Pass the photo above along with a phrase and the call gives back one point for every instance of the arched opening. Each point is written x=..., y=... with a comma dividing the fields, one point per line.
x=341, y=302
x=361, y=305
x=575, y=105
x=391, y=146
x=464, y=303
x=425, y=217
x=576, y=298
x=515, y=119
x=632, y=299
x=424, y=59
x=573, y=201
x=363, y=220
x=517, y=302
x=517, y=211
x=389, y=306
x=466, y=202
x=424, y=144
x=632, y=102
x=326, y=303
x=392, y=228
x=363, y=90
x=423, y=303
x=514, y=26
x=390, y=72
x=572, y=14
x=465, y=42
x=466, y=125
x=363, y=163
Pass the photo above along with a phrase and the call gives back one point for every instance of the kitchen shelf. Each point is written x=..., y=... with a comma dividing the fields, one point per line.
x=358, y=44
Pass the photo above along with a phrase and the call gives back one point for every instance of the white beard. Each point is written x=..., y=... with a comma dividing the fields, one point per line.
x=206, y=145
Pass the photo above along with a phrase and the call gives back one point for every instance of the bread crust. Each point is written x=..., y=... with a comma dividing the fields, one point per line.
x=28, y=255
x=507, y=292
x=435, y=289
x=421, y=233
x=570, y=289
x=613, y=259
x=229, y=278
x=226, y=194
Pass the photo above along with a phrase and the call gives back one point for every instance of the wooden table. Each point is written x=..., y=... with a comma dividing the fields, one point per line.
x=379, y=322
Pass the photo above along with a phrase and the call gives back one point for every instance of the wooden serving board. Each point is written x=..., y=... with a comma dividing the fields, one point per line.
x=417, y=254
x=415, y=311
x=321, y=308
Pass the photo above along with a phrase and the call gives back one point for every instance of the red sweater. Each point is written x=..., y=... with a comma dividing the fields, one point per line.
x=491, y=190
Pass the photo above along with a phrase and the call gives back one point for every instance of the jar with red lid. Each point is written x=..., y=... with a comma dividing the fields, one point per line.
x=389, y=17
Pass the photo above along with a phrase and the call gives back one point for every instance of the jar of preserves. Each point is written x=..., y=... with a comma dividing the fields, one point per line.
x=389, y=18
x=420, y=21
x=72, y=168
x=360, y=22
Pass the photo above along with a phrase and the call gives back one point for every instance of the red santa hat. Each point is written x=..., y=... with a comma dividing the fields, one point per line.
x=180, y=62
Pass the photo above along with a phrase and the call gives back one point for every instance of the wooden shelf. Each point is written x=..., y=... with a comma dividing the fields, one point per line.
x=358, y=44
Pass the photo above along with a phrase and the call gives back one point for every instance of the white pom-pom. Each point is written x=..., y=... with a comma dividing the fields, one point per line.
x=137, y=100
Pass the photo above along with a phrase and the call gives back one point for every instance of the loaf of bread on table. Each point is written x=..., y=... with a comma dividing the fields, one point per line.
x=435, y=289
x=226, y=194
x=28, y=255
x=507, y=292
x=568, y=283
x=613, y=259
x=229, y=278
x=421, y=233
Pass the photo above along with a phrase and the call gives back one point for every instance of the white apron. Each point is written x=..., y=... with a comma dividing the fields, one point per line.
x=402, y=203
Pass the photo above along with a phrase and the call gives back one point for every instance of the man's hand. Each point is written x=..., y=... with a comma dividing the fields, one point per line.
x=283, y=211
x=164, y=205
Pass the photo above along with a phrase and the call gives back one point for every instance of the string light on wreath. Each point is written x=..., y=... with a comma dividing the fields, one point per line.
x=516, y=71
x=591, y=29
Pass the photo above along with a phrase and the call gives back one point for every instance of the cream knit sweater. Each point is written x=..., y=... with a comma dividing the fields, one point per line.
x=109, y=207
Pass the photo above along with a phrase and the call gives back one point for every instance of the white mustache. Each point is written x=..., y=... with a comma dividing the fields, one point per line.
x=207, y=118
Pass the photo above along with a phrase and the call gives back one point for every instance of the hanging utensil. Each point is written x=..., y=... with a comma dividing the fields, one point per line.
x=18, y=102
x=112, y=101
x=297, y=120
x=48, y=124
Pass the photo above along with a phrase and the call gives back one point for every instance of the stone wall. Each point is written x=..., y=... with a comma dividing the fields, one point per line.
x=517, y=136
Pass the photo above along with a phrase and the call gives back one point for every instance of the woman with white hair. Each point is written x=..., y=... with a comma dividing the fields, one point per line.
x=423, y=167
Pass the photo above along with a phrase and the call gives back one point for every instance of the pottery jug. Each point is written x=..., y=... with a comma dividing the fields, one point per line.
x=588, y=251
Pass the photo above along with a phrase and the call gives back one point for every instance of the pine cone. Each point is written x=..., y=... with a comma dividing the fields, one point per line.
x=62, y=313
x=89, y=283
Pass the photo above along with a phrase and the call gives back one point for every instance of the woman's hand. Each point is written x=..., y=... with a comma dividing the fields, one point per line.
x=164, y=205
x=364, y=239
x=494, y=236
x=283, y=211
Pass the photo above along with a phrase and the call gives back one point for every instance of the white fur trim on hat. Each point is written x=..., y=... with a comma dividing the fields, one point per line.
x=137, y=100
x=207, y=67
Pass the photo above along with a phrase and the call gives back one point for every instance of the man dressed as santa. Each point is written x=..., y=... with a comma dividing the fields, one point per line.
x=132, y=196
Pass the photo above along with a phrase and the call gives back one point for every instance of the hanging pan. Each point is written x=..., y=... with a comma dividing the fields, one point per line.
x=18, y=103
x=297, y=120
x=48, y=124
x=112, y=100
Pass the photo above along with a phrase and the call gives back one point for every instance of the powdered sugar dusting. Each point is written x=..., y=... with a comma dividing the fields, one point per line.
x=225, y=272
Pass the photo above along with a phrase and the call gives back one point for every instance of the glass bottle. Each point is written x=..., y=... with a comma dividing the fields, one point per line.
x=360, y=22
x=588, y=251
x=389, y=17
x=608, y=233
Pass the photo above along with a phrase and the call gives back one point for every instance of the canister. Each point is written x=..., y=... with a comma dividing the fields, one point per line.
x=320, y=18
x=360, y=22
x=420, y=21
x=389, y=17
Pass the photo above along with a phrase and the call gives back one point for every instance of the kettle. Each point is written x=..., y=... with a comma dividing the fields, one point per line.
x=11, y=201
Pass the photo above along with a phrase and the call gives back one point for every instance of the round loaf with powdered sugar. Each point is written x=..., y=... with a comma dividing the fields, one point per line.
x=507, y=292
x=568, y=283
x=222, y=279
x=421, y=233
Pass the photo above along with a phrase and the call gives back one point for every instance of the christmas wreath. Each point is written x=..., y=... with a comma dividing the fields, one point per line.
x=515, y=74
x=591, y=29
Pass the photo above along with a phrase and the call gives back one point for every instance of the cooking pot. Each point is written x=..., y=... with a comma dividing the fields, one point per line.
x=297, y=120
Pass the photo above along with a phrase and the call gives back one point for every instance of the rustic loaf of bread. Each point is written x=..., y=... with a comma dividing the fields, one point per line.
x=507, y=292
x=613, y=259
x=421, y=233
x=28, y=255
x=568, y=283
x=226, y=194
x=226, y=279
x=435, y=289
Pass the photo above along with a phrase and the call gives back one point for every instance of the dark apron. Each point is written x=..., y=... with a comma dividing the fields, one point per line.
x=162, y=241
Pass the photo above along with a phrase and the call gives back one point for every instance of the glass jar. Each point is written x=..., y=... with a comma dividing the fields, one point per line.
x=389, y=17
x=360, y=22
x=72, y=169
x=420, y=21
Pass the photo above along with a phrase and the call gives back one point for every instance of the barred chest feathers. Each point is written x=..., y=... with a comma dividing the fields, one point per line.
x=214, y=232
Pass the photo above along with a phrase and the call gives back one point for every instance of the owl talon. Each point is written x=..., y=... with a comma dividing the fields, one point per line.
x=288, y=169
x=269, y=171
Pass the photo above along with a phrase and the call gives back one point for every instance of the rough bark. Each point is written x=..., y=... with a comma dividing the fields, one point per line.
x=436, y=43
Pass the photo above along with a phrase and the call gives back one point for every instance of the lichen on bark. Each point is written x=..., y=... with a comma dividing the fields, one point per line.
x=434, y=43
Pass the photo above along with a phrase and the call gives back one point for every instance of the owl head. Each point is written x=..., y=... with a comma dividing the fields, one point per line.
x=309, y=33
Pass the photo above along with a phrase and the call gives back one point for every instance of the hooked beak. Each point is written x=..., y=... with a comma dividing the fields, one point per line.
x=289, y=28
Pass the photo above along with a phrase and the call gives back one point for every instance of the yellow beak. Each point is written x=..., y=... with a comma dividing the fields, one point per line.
+---+
* Opdracht
Bewerk de gegevens beginnend bij de regel met "jar of preserves." en eindigend bij de regel met "x=180, y=62". Vervang daarin "photo" door "image", laat al het andere ongewijzigd en geef alleen die regels terug.

* Antwoord
Pass the image above along with a phrase and the call gives back one point for every instance of the jar of preserves. Each point is written x=..., y=... with a comma dividing the fields, one point per line.
x=389, y=18
x=420, y=21
x=72, y=168
x=360, y=22
Pass the image above along with a phrase and the call gives back one point for every instance of the red santa hat. Each point is written x=..., y=... with a comma dividing the fields, one point per line.
x=180, y=62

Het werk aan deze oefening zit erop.